### WORK TO COMPLETE
- A) In the Pfam review validation script, what happens to the cache-dependent checks when ./data is absent?
- B) Continue the Pfam review validation script from the point where it stops.

### DOCUMENT EXTRACT
────────────────

#!/usr/bin/env python3
# /// script
# requires-python = ">=3.11"
# dependencies = ["pyyaml"]
# ///
"""Validate the hand-curated, entry-centric Pfam reviews under interpro/pfam/<PFAM>/.

The review files (``<PFAM>-review.yaml``, class PfamEntryReview) are hand-curated:
the supporting_examples / counter_examples are reviewer-picked and verified against
UniProt, so this script does NOT regenerate them. It checks the structural claims
that LinkML + linkml-term-validator cannot, then refreshes the human-readable index.

Checks per review (cache-dependent ones degrade to warnings if ./data is absent):
  1. pfam_id matches the directory/file, and the subject member_pfam (is_subject) == pfam_id;
  2. pfam_id is actually a member of interpro.id (InterPro member_list);
  3. the member_pfams listed match the InterPro entry's real Pfam membership;
  4. each proposed GO id exists in go-basic, is not obsolete, and its aspect matches;
  5. for PROPOSED annotations with mapping_viability NOT_VIABLE, the parent InterPro
     entry carries no equivalent interpro2go term (id/ancestor/descendant);
  6. every gene_review path on an example/counter-example exists on disk;
  7. REJECTED annotations have >=1 counter_example in the SAME family (pfam_id),
     i.e. the heterogeneity claim is actually backed.

────────────────

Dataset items
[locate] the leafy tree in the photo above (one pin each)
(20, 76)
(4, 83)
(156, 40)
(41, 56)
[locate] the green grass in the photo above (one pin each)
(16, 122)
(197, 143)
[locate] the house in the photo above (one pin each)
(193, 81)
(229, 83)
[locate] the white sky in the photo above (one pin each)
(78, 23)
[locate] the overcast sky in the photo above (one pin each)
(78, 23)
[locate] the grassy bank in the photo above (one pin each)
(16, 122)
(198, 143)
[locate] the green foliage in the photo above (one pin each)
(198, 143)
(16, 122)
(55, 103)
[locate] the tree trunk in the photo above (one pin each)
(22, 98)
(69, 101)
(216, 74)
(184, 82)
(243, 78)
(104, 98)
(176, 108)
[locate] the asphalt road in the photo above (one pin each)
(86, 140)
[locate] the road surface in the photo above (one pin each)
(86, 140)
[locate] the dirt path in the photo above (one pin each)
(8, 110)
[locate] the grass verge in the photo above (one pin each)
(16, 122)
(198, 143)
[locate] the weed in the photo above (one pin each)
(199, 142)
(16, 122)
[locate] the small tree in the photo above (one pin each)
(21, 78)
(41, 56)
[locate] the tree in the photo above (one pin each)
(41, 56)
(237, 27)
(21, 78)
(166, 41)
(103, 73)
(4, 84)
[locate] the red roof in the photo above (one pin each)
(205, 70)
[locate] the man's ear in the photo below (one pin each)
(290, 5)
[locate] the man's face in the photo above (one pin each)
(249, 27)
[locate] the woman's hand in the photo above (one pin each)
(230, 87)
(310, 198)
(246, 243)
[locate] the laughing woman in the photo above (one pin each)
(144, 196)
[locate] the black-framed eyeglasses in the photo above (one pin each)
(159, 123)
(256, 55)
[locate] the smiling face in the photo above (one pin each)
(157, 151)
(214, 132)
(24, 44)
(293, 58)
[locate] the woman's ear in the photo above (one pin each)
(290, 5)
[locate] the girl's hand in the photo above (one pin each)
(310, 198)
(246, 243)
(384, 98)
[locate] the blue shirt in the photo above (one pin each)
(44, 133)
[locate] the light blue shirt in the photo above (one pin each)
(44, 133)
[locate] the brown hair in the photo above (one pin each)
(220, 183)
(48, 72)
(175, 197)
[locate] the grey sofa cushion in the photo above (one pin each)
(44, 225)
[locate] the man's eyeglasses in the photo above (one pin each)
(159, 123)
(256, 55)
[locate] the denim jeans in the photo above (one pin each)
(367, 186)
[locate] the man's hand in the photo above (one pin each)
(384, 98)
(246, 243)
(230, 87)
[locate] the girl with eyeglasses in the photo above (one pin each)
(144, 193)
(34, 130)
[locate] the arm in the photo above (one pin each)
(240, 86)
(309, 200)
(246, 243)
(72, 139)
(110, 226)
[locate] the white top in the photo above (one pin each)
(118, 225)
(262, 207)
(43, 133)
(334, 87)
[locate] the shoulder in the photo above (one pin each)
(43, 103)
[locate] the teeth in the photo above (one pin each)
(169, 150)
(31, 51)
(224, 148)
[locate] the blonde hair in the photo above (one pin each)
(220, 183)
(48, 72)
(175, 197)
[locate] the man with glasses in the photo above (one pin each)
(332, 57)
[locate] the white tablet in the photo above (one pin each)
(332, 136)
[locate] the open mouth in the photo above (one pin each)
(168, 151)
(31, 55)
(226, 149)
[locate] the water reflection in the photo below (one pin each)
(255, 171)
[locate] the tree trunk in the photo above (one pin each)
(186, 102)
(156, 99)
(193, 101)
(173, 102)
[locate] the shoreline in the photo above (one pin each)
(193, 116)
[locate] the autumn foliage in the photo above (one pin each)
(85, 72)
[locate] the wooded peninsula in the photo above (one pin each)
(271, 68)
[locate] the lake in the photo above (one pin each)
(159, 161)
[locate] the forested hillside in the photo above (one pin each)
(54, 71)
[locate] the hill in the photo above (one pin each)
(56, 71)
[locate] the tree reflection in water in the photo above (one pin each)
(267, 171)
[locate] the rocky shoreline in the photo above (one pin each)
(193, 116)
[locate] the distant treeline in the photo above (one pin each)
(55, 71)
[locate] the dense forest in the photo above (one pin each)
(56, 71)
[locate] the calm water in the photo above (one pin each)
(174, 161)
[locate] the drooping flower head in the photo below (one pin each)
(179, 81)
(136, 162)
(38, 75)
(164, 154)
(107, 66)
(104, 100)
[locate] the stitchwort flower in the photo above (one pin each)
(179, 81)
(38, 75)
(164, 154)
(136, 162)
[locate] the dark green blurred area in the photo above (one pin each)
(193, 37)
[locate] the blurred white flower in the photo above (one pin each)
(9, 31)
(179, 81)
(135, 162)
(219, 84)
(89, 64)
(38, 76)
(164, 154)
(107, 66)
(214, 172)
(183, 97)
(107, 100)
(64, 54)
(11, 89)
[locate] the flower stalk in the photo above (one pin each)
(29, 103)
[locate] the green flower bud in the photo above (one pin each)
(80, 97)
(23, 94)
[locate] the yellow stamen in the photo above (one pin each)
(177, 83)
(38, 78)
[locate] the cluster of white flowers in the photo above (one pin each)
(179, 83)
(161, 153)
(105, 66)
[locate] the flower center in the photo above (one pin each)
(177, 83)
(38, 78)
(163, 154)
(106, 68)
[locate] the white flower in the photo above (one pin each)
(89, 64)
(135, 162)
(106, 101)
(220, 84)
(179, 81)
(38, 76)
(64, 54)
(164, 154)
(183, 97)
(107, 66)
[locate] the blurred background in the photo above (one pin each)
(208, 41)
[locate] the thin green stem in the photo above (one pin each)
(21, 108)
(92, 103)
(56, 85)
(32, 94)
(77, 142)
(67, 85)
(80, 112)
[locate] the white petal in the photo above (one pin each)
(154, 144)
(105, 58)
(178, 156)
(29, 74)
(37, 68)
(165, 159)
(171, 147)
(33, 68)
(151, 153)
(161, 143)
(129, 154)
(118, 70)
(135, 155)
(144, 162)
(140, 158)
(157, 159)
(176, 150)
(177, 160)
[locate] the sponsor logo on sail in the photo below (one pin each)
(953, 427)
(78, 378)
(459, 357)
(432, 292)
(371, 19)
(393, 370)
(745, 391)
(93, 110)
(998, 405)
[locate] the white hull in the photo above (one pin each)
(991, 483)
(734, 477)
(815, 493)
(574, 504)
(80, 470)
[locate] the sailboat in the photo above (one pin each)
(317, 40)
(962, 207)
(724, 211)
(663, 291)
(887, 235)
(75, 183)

────────────────

### ANSWERS GIVEN
- A) They degrade to warnings.

- B)
Then regenerates projects/PFAM/PROPOSED_MAPPINGS.md from the reviews.

Inputs (cached under ./data, git-ignored; from analyze_pfam_go_gaps.py --download +
the Pfam FTP): interpro.xml.gz, interpro2go.txt, go-basic.obo, Pfam-A.clans.tsv.gz.

Run via:  just validate-pfam-reviews   (also runs linkml-validate + linkml-term-validator)
"""
from __future__ import annotations

import collections
import gzip
import sys
import xml.etree.ElementTree as ET
from functools import lru_cache
from pathlib import Path

import yaml

HERE = Path(__file__).parent
DATA = HERE / "data"
REPO = HERE.parent.parent
PFAM_DIR = REPO / "interpro" / "pfam"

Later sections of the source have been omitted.